◆ **ТЕКСТ**
· · · ·
Лаокоон, или О границах живописи и поэзии.

V.

Есть знатоки древности, которые хотя и признают группу Лаокоона произведением греческих скульпторов, но относят ее к временам императоров, полагая, что образцом служил Вергилиев Лаокоон. Из древних ученых, придерживавшихся этого мнения, я упомяну только о Бартоломее Марлиани31, а из новейших – о Монфоконе32. Они, без сомнения, находили между художественным произведением и описанием поэта столь поразительное сходство, что им казалось невозможным, чтобы тот и другой пошли каждый сам по себе почти по одинаковому пути. При этом они предположили, что, если вопрос касается того, кому принадлежит честь первого изобретения и замысла, вероятность говорит гораздо сильнее в пользу поэта, чем в пользу художника.

Но они, кажется, забыли, что возможен и третий случай. Весьма вероятно, что поэт так же мало подражал скульптору, как скульптор поэту, а оба они черпали из одного и того же более древнего источника. По Макробию, таким источником мог быть Писандр33. Ибо, пока произведения этого греческого поэта еще существовали, даже школьникам было известно, что римляне все покорение и разрушение Трои не только заимствовали у него, но почти буквально перевели. Если в истории Лаокоона Писандр был таким же предшественником Вергилия, то греческие художники не имели никакой надобности обращаться к римскому поэту. Таким образом, предположение о времени создания статуи Лаокоона не основывается ни на чем.
· · · ·
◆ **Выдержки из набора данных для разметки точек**
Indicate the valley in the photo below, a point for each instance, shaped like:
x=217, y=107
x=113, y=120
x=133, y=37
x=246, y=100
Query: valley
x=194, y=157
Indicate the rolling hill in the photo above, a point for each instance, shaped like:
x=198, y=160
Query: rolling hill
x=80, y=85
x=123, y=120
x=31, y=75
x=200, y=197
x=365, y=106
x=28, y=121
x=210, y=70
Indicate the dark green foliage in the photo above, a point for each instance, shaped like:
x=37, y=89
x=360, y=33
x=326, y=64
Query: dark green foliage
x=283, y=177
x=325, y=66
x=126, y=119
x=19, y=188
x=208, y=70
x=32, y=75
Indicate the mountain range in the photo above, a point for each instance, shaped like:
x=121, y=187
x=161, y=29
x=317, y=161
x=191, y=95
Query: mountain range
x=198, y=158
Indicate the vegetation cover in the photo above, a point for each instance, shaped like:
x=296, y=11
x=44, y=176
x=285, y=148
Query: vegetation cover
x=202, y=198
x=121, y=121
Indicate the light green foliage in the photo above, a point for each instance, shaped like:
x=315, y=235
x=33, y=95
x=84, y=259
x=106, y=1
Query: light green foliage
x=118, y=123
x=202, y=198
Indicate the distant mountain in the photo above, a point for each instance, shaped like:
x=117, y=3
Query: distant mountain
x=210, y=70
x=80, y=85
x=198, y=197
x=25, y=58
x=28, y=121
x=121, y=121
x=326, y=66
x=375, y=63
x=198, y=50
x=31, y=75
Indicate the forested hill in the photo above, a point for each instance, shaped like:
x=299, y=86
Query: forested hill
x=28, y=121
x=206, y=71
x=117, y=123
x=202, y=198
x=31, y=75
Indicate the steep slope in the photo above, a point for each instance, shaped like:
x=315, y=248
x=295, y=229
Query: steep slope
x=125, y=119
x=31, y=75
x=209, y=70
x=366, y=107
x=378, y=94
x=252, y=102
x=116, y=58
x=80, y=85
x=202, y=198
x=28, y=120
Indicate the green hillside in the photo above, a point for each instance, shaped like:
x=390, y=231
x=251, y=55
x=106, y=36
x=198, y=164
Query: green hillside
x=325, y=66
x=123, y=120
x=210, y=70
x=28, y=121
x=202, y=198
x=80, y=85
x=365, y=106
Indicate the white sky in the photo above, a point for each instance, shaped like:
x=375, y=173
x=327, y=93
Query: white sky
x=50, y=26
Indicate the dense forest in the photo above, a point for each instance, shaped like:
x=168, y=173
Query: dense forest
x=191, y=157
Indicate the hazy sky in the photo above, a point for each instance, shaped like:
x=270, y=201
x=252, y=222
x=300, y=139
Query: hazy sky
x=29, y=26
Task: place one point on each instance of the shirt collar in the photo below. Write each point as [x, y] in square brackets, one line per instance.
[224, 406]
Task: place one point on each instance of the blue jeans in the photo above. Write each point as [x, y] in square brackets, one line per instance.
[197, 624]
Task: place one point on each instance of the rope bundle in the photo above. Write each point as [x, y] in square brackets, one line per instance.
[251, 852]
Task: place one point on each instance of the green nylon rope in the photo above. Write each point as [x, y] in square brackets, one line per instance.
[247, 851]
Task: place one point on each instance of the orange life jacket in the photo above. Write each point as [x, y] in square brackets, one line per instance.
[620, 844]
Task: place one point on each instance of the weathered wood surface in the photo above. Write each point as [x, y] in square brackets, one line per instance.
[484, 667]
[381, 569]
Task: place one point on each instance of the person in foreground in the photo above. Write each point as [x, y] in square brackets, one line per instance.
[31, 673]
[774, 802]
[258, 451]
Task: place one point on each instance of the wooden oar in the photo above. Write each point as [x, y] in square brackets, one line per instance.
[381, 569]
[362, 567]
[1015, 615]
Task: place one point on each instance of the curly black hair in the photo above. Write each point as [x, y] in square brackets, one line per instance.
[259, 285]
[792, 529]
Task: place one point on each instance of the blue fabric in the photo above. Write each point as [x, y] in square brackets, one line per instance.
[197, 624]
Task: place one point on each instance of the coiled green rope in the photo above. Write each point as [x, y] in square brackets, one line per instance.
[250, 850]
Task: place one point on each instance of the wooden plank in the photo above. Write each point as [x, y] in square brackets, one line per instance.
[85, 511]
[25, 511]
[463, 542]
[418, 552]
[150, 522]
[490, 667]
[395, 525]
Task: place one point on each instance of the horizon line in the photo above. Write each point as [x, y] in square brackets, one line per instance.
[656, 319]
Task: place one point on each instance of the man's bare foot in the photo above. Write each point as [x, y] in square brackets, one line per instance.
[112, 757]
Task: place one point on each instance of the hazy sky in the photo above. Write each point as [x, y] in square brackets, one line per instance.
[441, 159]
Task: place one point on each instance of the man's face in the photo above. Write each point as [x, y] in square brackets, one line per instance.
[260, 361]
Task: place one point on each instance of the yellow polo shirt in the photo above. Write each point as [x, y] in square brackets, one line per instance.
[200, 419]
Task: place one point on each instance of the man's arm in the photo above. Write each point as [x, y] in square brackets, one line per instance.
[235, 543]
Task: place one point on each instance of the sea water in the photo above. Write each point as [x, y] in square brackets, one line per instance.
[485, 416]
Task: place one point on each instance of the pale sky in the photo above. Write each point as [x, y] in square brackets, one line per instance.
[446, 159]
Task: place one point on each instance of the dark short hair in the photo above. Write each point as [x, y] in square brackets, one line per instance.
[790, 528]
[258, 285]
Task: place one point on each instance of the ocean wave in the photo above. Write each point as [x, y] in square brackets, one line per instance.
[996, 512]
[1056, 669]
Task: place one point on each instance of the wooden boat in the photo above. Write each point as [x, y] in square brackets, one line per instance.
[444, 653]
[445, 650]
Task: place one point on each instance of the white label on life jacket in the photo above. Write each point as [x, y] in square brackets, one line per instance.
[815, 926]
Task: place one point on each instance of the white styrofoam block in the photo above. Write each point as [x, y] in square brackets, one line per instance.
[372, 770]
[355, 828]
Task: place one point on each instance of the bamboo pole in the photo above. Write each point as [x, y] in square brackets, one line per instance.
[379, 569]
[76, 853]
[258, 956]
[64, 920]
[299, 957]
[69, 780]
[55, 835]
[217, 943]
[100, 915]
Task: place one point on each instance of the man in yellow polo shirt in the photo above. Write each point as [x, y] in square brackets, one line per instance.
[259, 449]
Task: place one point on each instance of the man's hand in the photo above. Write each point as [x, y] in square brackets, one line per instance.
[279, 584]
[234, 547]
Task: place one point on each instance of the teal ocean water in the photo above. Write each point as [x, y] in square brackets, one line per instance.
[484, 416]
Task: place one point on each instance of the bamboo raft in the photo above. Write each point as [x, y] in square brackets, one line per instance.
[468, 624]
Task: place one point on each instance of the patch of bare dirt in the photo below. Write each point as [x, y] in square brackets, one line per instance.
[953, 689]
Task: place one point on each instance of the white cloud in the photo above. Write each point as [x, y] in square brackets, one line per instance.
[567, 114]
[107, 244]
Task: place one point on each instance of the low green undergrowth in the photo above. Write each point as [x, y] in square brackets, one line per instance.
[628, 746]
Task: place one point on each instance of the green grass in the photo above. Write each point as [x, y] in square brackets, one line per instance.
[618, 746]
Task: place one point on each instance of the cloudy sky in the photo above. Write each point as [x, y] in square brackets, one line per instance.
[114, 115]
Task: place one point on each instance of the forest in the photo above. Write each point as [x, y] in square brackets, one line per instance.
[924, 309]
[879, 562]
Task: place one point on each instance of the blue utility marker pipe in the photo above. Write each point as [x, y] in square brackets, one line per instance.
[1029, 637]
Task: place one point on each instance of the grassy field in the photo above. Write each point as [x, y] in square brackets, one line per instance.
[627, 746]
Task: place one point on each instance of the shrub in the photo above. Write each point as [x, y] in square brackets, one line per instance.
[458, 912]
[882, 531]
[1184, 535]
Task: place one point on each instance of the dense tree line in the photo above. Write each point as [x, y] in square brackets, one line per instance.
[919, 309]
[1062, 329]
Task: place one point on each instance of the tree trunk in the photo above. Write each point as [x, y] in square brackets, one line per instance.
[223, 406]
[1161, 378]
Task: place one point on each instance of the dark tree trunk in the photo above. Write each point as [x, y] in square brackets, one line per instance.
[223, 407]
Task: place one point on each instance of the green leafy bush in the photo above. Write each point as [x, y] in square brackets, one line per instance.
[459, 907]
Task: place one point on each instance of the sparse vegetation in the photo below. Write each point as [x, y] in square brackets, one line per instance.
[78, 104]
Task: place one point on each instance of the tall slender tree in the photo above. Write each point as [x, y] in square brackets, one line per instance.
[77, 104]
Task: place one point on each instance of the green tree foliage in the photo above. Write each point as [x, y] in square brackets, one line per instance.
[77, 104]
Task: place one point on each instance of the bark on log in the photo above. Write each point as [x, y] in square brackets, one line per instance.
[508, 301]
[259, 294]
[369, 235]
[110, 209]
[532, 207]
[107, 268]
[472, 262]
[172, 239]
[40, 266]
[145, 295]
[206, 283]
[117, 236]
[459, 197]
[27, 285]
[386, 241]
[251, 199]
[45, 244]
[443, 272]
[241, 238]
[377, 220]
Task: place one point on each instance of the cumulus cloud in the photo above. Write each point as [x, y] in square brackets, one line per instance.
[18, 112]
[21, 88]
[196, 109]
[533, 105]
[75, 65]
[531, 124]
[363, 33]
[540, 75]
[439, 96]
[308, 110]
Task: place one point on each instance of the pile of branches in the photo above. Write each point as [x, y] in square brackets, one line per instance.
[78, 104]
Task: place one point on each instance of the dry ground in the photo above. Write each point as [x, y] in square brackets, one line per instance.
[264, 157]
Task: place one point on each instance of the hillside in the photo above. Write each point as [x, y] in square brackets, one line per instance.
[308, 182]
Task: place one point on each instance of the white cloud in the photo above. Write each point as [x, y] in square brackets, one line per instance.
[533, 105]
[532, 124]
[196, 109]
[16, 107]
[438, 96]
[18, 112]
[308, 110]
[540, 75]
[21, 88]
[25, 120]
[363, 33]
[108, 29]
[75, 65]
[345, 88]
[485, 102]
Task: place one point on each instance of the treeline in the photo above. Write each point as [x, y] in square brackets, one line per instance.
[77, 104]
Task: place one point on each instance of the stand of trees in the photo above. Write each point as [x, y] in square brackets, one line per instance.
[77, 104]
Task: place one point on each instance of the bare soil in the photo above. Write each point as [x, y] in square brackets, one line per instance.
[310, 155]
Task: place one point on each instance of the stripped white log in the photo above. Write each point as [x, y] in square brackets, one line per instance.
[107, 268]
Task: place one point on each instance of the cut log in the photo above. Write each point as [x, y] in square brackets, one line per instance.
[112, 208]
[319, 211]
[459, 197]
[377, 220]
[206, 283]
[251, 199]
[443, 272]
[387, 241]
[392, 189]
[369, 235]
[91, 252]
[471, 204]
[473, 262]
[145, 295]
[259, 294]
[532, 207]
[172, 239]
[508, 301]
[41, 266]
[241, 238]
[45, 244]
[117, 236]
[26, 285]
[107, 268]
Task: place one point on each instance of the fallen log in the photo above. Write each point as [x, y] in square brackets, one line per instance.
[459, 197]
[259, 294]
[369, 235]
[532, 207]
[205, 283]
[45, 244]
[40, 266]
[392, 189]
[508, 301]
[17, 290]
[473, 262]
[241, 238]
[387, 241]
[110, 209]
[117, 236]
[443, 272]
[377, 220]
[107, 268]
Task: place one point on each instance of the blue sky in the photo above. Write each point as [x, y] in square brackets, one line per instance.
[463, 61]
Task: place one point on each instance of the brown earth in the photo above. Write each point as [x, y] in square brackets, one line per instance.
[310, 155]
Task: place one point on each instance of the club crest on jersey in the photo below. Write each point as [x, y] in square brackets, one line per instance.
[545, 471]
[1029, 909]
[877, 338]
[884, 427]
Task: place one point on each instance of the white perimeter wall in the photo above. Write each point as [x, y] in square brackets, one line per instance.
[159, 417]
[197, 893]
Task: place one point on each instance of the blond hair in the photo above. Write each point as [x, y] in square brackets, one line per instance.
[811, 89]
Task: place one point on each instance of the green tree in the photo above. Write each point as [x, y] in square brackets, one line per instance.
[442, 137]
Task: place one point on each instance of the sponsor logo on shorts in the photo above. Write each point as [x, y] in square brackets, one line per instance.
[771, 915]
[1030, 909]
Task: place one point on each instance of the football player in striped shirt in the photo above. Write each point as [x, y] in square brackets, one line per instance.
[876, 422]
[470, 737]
· · · ·
◆ **ПИСЬМЕННОЕ ЗАДАНИЕ 1**
Выпишите в именительном падеже имена всех людей, упомянутых в тексте о Лаокооне, кроме самого Лаокоона.
◆ **ПИСЬМЕННОЕ ЗАДАНИЕ 2**
Переведите на английский язык предложение из текста о Лаокооне: «Но они, кажется, забыли, что возможен и третий случай».
◆ **ПИСЬМЕННОЕ ЗАДАНИЕ 3**
Обновите фрагмент текста о Лаокооне с "Но они, кажется, забыли, что" по "основывается ни на чем." включительно, заменив "третий случай" на "третий вариант".

◆ **ПИСЬМЕННЫЙ ОТВЕТ 1**
Бартоломей Марлиани, Монфокон, Вергилий, Макробий, Писандр.

◆ **ПИСЬМЕННЫЙ ОТВЕТ 2**
But they seem to have forgotten that a third case is also possible.

◆ **ПИСЬМЕННЫЙ ОТВЕТ 3**
Но они, кажется, забыли, что возможен и третий вариант. Весьма вероятно, что поэт так же мало подражал скульптору, как скульптор поэту, а оба они черпали из одного и того же более древнего источника. По Макробию, таким источником мог быть Писандр33. Ибо, пока произведения этого греческого поэта еще существовали, даже школьникам было известно, что римляне все покорение и разрушение Трои не только заимствовали у него, но почти буквально перевели. Если в истории Лаокоона Писандр был таким же предшественником Вергилия, то греческие художники не имели никакой надобности обращаться к римскому поэту. Таким образом, предположение о времени создания статуи Лаокоона не основывается ни на чем.